> **What is being asked**
Pull out every line of the listing below that contains the word "left". Upper and lower case count as different.

> **Provided entries**
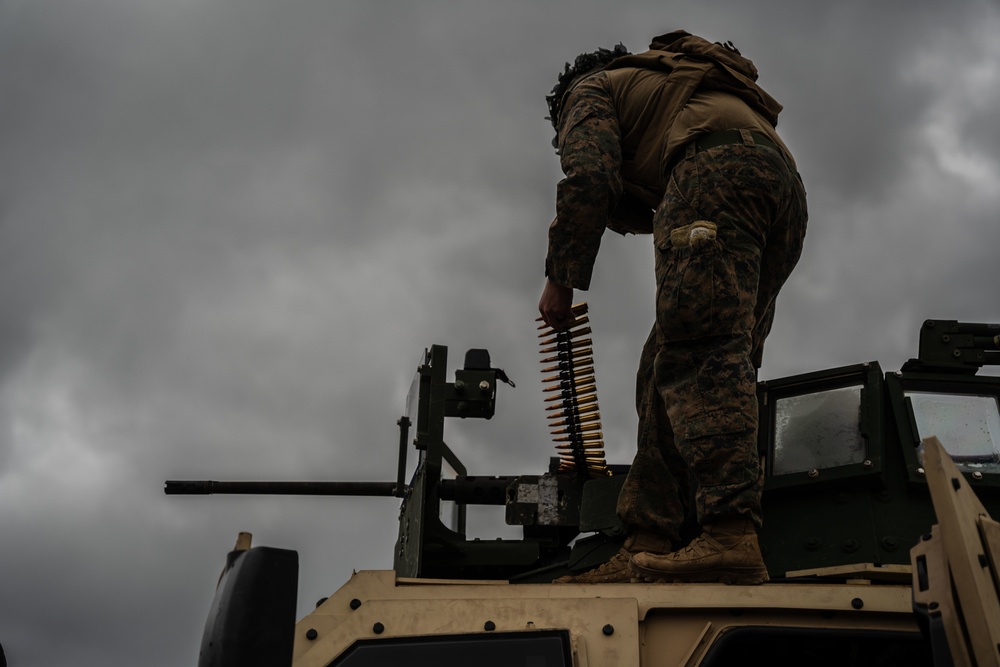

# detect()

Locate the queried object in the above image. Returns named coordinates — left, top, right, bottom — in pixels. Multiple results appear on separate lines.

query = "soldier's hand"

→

--

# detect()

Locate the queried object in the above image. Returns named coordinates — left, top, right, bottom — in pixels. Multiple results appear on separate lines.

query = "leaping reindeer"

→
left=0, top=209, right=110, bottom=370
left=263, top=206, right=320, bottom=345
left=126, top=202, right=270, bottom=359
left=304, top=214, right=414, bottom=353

> **Result of the exercise**
Locate the queried object in the above image. Returns named coordinates — left, top, right, bottom — in pixels. Multiple results appear on separate lines.
Locate the queried object in the above image. Returns named coordinates — left, top, right, bottom — in pixels. Multiple results appear on separate lines.
left=0, top=209, right=110, bottom=370
left=263, top=206, right=320, bottom=345
left=126, top=202, right=270, bottom=359
left=304, top=214, right=414, bottom=353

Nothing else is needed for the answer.